#### EXERCISE AIM
Could you print each of the records below exactly?

#### DATA

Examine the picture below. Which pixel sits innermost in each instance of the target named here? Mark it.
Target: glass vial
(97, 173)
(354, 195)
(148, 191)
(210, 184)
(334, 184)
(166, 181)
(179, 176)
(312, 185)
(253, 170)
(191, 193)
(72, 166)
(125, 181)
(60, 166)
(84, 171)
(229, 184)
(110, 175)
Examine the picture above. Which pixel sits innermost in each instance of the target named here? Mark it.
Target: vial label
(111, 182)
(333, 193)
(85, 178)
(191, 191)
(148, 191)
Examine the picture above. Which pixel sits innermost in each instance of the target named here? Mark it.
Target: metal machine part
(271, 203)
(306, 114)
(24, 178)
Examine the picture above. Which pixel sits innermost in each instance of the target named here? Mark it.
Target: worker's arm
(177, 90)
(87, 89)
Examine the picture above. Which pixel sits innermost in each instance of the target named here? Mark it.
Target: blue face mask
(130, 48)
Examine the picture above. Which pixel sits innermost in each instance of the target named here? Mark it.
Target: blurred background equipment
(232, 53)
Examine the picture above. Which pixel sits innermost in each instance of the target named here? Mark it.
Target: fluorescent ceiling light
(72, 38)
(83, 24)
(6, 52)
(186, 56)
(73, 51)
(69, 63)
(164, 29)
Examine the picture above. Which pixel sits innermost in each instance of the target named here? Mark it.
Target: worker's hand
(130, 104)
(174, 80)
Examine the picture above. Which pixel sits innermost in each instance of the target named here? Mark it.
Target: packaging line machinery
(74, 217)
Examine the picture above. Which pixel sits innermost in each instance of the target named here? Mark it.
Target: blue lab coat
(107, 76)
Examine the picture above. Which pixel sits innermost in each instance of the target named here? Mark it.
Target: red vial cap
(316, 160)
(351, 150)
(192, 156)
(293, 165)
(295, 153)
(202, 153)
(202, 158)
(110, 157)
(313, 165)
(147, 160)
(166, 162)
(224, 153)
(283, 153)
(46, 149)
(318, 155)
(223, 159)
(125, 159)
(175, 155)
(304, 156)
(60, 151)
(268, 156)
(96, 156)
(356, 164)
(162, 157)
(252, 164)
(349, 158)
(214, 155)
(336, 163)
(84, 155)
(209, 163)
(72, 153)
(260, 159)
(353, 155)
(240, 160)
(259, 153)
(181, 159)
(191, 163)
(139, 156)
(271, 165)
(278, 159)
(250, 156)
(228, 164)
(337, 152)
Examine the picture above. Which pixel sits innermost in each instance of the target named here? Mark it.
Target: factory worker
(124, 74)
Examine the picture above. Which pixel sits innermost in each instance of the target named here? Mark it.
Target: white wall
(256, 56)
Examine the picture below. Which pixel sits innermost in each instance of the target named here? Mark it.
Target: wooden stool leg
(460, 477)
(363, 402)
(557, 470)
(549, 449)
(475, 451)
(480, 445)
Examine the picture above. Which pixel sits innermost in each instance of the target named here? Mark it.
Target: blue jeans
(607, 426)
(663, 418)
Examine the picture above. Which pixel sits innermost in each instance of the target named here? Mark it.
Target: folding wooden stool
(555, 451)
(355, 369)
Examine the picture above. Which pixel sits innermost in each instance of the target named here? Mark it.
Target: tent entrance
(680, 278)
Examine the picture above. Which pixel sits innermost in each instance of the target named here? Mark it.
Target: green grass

#### SOLUTION TO THE PROBLEM
Examine the picture below. Which pixel sits innermost in each instance of the target named here? Mark it.
Target: glass vial
(97, 173)
(354, 195)
(148, 191)
(210, 184)
(334, 184)
(166, 181)
(179, 176)
(312, 185)
(253, 170)
(191, 193)
(72, 166)
(125, 181)
(60, 166)
(84, 171)
(229, 184)
(110, 175)
Examine the picture above. Which pixel sits innermost in each instance of the target named here? Mark it.
Target: vial label
(111, 182)
(333, 193)
(85, 178)
(191, 191)
(148, 191)
Examine the picture above. Which pixel sits innermost in each instance of the target named here? Mark it.
Target: metal machine part
(271, 203)
(306, 114)
(24, 178)
Examine the picture above. Which pixel sits innermost in each instance of the target named here? Mark it.
Target: worker's arm
(177, 90)
(87, 89)
Examine the picture above. Which pixel sits innermost in each instance of the target named here? Mark it.
Target: blue face mask
(130, 48)
Examine the picture above. Which pixel sits innermost in each instance of the target named here? Mark it.
Target: blurred background equipment
(232, 53)
Examine the picture above. Which pixel sits innermost in each instance of the target named here? Mark it.
Target: fluorescent ceiling light
(72, 38)
(83, 24)
(6, 52)
(186, 56)
(73, 51)
(69, 63)
(164, 29)
Examine the picture above. Which pixel sits innermost in each instance of the target named here? Mark it.
Target: worker's hand
(130, 104)
(174, 80)
Examine the picture above. Which pixel sits innermost in each instance of the target named here? Mark it.
Target: packaging line machinery
(74, 217)
Examine the picture above. Which pixel sits innermost in each instance of the target named here? Mark it.
Target: blue lab coat
(107, 76)
Examine the picture above. Which pixel sits innermost in each instance of the target named here? Mark it.
Target: red vial cap
(316, 160)
(351, 150)
(192, 156)
(293, 165)
(295, 153)
(202, 153)
(202, 158)
(110, 157)
(313, 165)
(147, 160)
(166, 162)
(224, 153)
(283, 153)
(46, 149)
(318, 155)
(223, 159)
(125, 159)
(175, 155)
(304, 156)
(60, 151)
(268, 156)
(96, 156)
(356, 164)
(162, 157)
(252, 164)
(349, 158)
(214, 155)
(336, 163)
(84, 155)
(209, 163)
(72, 153)
(260, 159)
(353, 155)
(240, 160)
(259, 153)
(181, 159)
(191, 163)
(139, 156)
(271, 165)
(278, 159)
(250, 156)
(228, 164)
(337, 152)
Examine the picture above. Which pixel sits innermost in each instance of the target named here? Mark it.
Target: factory worker
(124, 74)
Examine the picture above. Which pixel sits innermost in each instance of the target named here? Mark it.
Target: white wall
(256, 56)
Examine the picture below. Which pixel sits innermost in each instance of the target named here? Mark it.
Target: wooden stool leg
(460, 477)
(363, 402)
(557, 470)
(549, 449)
(475, 451)
(480, 445)
Examine the picture above. Which pixel sits innermost in each instance of the target named here? Mark it.
Target: blue jeans
(607, 426)
(663, 418)
Examine the picture above. Which pixel sits innermost in each instance of the target named here? Mark it.
Target: folding wooden stool
(555, 451)
(355, 369)
Examine the picture above. Which pixel sits innermost in each instance of the target named here? Mark it.
Target: tent entrance
(680, 278)
Examine the picture above. Which pixel sits innermost in each instance of the target named here? Mark it.
Target: green grass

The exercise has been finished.